▶ _JOB A_
According to the biography of Mary D. R. Boyd, where and when was her father, William McCorkle, born?
▶ _JOB B_
Using the biography of Mary D. R. Boyd, explain why she had to continue her studies without the aid of a teacher.

** Start of SOURCE PASSAGE **

Mary D. R. Boyd (, McCorkle; 1809 – 1893 or later ) was an American author of children's books.

Early life and education
Mary D. R.  McCorkle was born in Philadelphia in 1809. She is the daughter of William McCorkle, for many years editor of the Freeman's Journal of Philadelphia, who was born in Wilmington, Delaware, on the July 4, 1776, and whose ancestors belonged to the clan of the MacTorqhuil Dhu, in the Scottish Highlands. Her mother was Catherine
(Snowden) McCorkle.

Boyd was fond of books from her earliest recollection, and in childhood became acquainted with the classic authors in her father's library; and thus laid the foundation upon which her successful literary career was established. For awhile she attended the best schools in Wilmington, but the death of her father and the removal of the family to Philadelphia deprived her of this advantage, and she was obliged to continue her studies without the aid of a teacher, which she did so successfully that she acquired a knowledge of polite literature and several ancient and modern languages. She began to write poetry at a very early age, and some of her poems were published when she was only twelve years old.

** End of SOURCE PASSAGE **
** Start of LISTED RECORDS **

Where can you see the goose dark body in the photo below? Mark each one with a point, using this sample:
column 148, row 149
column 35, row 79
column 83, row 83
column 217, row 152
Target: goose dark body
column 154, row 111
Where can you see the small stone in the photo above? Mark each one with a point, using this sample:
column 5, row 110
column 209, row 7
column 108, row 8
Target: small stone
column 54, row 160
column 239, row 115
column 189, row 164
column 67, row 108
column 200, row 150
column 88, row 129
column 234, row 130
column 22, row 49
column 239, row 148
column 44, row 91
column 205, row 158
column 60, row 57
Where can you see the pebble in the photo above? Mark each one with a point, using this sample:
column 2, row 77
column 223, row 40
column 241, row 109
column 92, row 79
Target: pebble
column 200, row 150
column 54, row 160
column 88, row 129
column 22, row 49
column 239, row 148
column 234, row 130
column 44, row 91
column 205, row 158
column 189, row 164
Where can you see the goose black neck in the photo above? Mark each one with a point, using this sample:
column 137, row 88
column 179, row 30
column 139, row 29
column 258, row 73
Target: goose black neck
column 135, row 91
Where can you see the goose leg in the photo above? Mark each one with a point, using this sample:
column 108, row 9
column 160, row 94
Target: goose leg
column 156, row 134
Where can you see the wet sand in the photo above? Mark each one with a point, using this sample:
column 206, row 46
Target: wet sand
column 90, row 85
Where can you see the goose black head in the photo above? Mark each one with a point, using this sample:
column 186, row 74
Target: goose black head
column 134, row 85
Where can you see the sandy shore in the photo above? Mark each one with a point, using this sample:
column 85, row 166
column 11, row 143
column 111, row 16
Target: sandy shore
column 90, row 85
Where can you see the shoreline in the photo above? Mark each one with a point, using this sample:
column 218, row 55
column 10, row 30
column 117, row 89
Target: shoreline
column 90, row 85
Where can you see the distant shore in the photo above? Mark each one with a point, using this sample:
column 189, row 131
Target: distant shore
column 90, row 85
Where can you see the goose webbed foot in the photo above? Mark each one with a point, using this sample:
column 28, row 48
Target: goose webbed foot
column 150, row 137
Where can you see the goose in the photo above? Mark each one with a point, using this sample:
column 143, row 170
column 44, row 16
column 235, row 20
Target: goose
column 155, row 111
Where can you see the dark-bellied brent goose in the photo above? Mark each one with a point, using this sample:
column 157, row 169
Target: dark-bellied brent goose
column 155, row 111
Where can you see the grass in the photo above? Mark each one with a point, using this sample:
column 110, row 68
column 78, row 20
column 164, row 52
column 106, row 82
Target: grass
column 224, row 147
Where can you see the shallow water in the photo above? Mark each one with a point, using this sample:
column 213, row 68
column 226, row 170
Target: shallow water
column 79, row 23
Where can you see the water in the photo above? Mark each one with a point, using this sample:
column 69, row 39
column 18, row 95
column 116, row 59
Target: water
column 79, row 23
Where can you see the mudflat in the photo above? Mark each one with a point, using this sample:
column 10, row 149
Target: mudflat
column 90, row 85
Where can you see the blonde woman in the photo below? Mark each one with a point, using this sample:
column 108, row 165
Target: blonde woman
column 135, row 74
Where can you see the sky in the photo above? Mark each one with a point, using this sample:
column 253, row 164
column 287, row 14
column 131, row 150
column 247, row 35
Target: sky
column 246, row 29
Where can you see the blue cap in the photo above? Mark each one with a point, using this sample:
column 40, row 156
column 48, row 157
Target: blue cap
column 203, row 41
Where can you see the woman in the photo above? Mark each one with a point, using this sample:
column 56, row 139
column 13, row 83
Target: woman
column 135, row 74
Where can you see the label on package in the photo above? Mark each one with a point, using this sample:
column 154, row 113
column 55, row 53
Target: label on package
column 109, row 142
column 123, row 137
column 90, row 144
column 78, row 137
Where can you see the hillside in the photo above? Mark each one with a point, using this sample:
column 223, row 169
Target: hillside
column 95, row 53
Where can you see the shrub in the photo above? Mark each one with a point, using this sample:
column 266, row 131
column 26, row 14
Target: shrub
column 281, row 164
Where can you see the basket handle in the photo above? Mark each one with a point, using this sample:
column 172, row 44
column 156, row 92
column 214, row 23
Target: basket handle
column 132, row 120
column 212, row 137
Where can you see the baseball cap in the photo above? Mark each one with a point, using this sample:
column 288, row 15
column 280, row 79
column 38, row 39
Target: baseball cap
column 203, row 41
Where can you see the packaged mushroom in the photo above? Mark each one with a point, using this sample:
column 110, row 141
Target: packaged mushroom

** End of LISTED RECORDS **

▶ _FULL SOLUTION A_
He was born in Wilmington, Delaware, on July 4, 1776.

▶ _FULL SOLUTION B_
Her father's death and the family's removal to Philadelphia deprived her of attendance at the best schools in Wilmington. She was therefore obliged to continue her studies on her own.